18 | What Type of Business Structure Should I Choose For My Health & Wellness Business



Freelancing will only take you so far. If you want to build a truly sustainable business. One that have systems and teams in place and that IF needed, could operate on its own, generating money so that you can tour Europe, South America, the Bahamas or some other exotic location then establishing a proper business structure is a must.


A proper business structure is absolutely imperative to your health and wellness brand. The amount of paperwork necessary, the amount of taxes that you pay, and the overall responsibility that you have are all determined by your business structure.


To make it clear how thorough your business plan should be, I want to go over a few key things you must consider while creating a sound business structure for your health and wellness brand.


Choosing a Business Structure


There are four main types of business arrangements to select from, sole proprietor, a partnership, a corporation, or a limited liability company (LLC). So, before you choose one to operate your health and wellness business under, let’s go over each one to determine which one is a better fit…


Sole Proprietor: This is the most popular business structure and form of institution. Sole proprietorship gives you full control of the business which will also make you solely responsible for all financial obligations.

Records

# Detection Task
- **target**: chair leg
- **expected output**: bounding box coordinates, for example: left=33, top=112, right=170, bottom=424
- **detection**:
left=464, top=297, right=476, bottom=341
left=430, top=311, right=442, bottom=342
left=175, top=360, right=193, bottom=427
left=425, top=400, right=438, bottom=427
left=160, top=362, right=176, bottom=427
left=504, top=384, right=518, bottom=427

> [What you will do]:
1. According to the passage on business structures, why is a proper business structure imperative for a health and wellness brand? Answer in one to three sentences.
2. List the main types of business arrangement named in the passage on business structures.

> [The replies]:
1. The business structure determines how much paperwork is necessary, how much tax you pay, and the overall responsibility you carry.

2.
- Sole proprietor
- Partnership
- Corporation
- Limited liability company (LLC)